Start of INPUT FOR THIS TASK

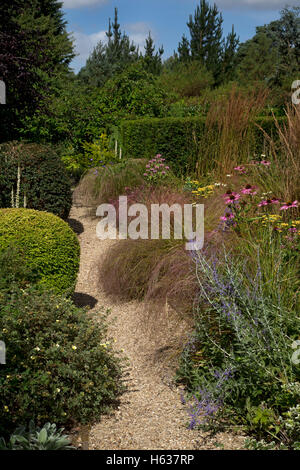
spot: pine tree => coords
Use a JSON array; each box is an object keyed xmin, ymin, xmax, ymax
[
  {"xmin": 78, "ymin": 8, "xmax": 140, "ymax": 87},
  {"xmin": 187, "ymin": 0, "xmax": 223, "ymax": 79},
  {"xmin": 0, "ymin": 0, "xmax": 74, "ymax": 139},
  {"xmin": 178, "ymin": 35, "xmax": 191, "ymax": 63},
  {"xmin": 143, "ymin": 31, "xmax": 164, "ymax": 75},
  {"xmin": 222, "ymin": 25, "xmax": 239, "ymax": 82}
]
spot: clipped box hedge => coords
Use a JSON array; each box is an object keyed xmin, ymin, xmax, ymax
[
  {"xmin": 121, "ymin": 116, "xmax": 285, "ymax": 173},
  {"xmin": 121, "ymin": 117, "xmax": 205, "ymax": 172},
  {"xmin": 0, "ymin": 209, "xmax": 80, "ymax": 294}
]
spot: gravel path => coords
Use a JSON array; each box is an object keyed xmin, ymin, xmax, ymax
[{"xmin": 70, "ymin": 206, "xmax": 244, "ymax": 450}]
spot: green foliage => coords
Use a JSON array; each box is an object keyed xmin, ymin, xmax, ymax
[
  {"xmin": 62, "ymin": 133, "xmax": 119, "ymax": 178},
  {"xmin": 0, "ymin": 209, "xmax": 80, "ymax": 292},
  {"xmin": 121, "ymin": 116, "xmax": 285, "ymax": 174},
  {"xmin": 0, "ymin": 142, "xmax": 72, "ymax": 218},
  {"xmin": 0, "ymin": 286, "xmax": 123, "ymax": 440},
  {"xmin": 0, "ymin": 0, "xmax": 74, "ymax": 142},
  {"xmin": 158, "ymin": 61, "xmax": 214, "ymax": 98},
  {"xmin": 20, "ymin": 78, "xmax": 103, "ymax": 147},
  {"xmin": 143, "ymin": 32, "xmax": 164, "ymax": 75},
  {"xmin": 78, "ymin": 8, "xmax": 139, "ymax": 87},
  {"xmin": 121, "ymin": 118, "xmax": 205, "ymax": 174},
  {"xmin": 99, "ymin": 62, "xmax": 166, "ymax": 128},
  {"xmin": 187, "ymin": 0, "xmax": 223, "ymax": 79},
  {"xmin": 76, "ymin": 159, "xmax": 147, "ymax": 205},
  {"xmin": 0, "ymin": 421, "xmax": 74, "ymax": 450},
  {"xmin": 179, "ymin": 246, "xmax": 300, "ymax": 446},
  {"xmin": 0, "ymin": 245, "xmax": 38, "ymax": 291}
]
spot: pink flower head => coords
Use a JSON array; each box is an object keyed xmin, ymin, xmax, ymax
[
  {"xmin": 235, "ymin": 166, "xmax": 246, "ymax": 173},
  {"xmin": 258, "ymin": 201, "xmax": 270, "ymax": 207},
  {"xmin": 220, "ymin": 212, "xmax": 234, "ymax": 222},
  {"xmin": 280, "ymin": 201, "xmax": 298, "ymax": 211},
  {"xmin": 241, "ymin": 184, "xmax": 257, "ymax": 196},
  {"xmin": 223, "ymin": 191, "xmax": 241, "ymax": 204}
]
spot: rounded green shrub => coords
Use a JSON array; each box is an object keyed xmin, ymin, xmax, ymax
[
  {"xmin": 0, "ymin": 142, "xmax": 72, "ymax": 219},
  {"xmin": 0, "ymin": 209, "xmax": 80, "ymax": 293},
  {"xmin": 0, "ymin": 286, "xmax": 124, "ymax": 438}
]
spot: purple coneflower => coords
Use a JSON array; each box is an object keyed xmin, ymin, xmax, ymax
[
  {"xmin": 235, "ymin": 166, "xmax": 246, "ymax": 173},
  {"xmin": 241, "ymin": 184, "xmax": 257, "ymax": 196},
  {"xmin": 220, "ymin": 212, "xmax": 234, "ymax": 222},
  {"xmin": 280, "ymin": 201, "xmax": 298, "ymax": 211},
  {"xmin": 258, "ymin": 197, "xmax": 279, "ymax": 207},
  {"xmin": 223, "ymin": 191, "xmax": 241, "ymax": 204}
]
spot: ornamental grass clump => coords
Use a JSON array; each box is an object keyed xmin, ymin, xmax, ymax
[{"xmin": 179, "ymin": 249, "xmax": 300, "ymax": 440}]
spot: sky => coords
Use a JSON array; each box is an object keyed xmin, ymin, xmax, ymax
[{"xmin": 63, "ymin": 0, "xmax": 300, "ymax": 72}]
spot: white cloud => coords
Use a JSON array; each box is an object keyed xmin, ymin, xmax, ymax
[
  {"xmin": 63, "ymin": 0, "xmax": 107, "ymax": 8},
  {"xmin": 125, "ymin": 21, "xmax": 157, "ymax": 52},
  {"xmin": 214, "ymin": 0, "xmax": 300, "ymax": 11}
]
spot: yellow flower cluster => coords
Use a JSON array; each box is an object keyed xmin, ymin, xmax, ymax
[{"xmin": 192, "ymin": 184, "xmax": 215, "ymax": 198}]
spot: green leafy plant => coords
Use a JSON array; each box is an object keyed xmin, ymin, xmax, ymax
[
  {"xmin": 62, "ymin": 133, "xmax": 119, "ymax": 174},
  {"xmin": 0, "ymin": 209, "xmax": 80, "ymax": 293},
  {"xmin": 0, "ymin": 286, "xmax": 124, "ymax": 438},
  {"xmin": 0, "ymin": 421, "xmax": 75, "ymax": 450},
  {"xmin": 0, "ymin": 142, "xmax": 72, "ymax": 219}
]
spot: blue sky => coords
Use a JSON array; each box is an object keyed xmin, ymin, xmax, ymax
[{"xmin": 63, "ymin": 0, "xmax": 300, "ymax": 72}]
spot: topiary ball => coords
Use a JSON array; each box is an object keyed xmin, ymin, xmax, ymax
[
  {"xmin": 0, "ymin": 142, "xmax": 72, "ymax": 219},
  {"xmin": 0, "ymin": 209, "xmax": 80, "ymax": 293}
]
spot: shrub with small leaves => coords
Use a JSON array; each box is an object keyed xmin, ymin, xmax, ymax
[
  {"xmin": 0, "ymin": 421, "xmax": 75, "ymax": 450},
  {"xmin": 0, "ymin": 209, "xmax": 80, "ymax": 293},
  {"xmin": 0, "ymin": 286, "xmax": 124, "ymax": 438}
]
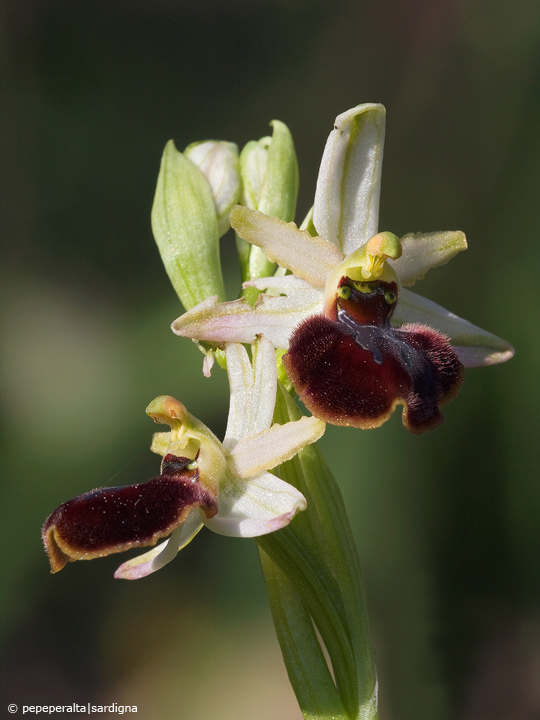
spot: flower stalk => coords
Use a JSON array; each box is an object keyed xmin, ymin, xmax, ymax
[{"xmin": 257, "ymin": 387, "xmax": 377, "ymax": 720}]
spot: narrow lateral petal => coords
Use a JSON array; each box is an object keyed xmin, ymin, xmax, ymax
[
  {"xmin": 42, "ymin": 455, "xmax": 217, "ymax": 572},
  {"xmin": 171, "ymin": 293, "xmax": 322, "ymax": 348},
  {"xmin": 231, "ymin": 417, "xmax": 325, "ymax": 478},
  {"xmin": 389, "ymin": 230, "xmax": 467, "ymax": 286},
  {"xmin": 204, "ymin": 473, "xmax": 306, "ymax": 537},
  {"xmin": 223, "ymin": 337, "xmax": 277, "ymax": 450},
  {"xmin": 229, "ymin": 205, "xmax": 343, "ymax": 287},
  {"xmin": 114, "ymin": 510, "xmax": 204, "ymax": 580},
  {"xmin": 392, "ymin": 290, "xmax": 514, "ymax": 367},
  {"xmin": 313, "ymin": 103, "xmax": 386, "ymax": 255}
]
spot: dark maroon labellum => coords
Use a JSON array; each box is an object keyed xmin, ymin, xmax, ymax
[
  {"xmin": 42, "ymin": 455, "xmax": 217, "ymax": 572},
  {"xmin": 283, "ymin": 278, "xmax": 463, "ymax": 433}
]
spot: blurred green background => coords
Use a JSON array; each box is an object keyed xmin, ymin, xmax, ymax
[{"xmin": 0, "ymin": 0, "xmax": 540, "ymax": 720}]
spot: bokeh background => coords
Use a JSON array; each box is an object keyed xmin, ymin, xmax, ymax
[{"xmin": 0, "ymin": 0, "xmax": 540, "ymax": 720}]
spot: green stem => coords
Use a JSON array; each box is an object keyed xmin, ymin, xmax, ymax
[
  {"xmin": 258, "ymin": 387, "xmax": 377, "ymax": 720},
  {"xmin": 259, "ymin": 547, "xmax": 349, "ymax": 720}
]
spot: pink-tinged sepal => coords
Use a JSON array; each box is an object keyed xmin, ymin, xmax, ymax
[
  {"xmin": 283, "ymin": 302, "xmax": 463, "ymax": 433},
  {"xmin": 42, "ymin": 454, "xmax": 217, "ymax": 573}
]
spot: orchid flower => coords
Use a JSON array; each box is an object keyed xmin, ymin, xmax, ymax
[
  {"xmin": 43, "ymin": 338, "xmax": 325, "ymax": 580},
  {"xmin": 172, "ymin": 104, "xmax": 513, "ymax": 432}
]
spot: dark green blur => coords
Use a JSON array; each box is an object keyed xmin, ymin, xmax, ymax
[{"xmin": 0, "ymin": 0, "xmax": 540, "ymax": 720}]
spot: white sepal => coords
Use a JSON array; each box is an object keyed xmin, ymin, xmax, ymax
[
  {"xmin": 392, "ymin": 290, "xmax": 514, "ymax": 367},
  {"xmin": 114, "ymin": 508, "xmax": 203, "ymax": 580},
  {"xmin": 223, "ymin": 337, "xmax": 277, "ymax": 450},
  {"xmin": 230, "ymin": 417, "xmax": 325, "ymax": 478},
  {"xmin": 204, "ymin": 472, "xmax": 307, "ymax": 537},
  {"xmin": 229, "ymin": 205, "xmax": 343, "ymax": 287},
  {"xmin": 389, "ymin": 230, "xmax": 467, "ymax": 287},
  {"xmin": 313, "ymin": 103, "xmax": 386, "ymax": 255}
]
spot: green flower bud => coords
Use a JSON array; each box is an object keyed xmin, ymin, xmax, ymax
[
  {"xmin": 152, "ymin": 140, "xmax": 225, "ymax": 310},
  {"xmin": 184, "ymin": 140, "xmax": 242, "ymax": 237},
  {"xmin": 237, "ymin": 120, "xmax": 298, "ymax": 292},
  {"xmin": 240, "ymin": 120, "xmax": 298, "ymax": 222}
]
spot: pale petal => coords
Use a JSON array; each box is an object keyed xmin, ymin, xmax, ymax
[
  {"xmin": 392, "ymin": 290, "xmax": 514, "ymax": 367},
  {"xmin": 223, "ymin": 337, "xmax": 277, "ymax": 450},
  {"xmin": 204, "ymin": 473, "xmax": 307, "ymax": 537},
  {"xmin": 171, "ymin": 291, "xmax": 323, "ymax": 349},
  {"xmin": 229, "ymin": 205, "xmax": 343, "ymax": 287},
  {"xmin": 114, "ymin": 509, "xmax": 203, "ymax": 580},
  {"xmin": 313, "ymin": 103, "xmax": 386, "ymax": 255},
  {"xmin": 247, "ymin": 268, "xmax": 322, "ymax": 302},
  {"xmin": 389, "ymin": 230, "xmax": 467, "ymax": 286},
  {"xmin": 230, "ymin": 417, "xmax": 325, "ymax": 478}
]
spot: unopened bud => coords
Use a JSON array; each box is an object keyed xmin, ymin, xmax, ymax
[{"xmin": 184, "ymin": 140, "xmax": 242, "ymax": 237}]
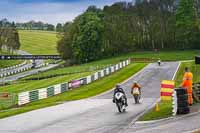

End of INPUT FOR THIS TASK

Find each line in the records above that contains the string "sepal" and copy those lines out. Letter case matters when matching.

OUTPUT BELOW:
spot: pink-tinged sepal => coords
spot: white sepal => coords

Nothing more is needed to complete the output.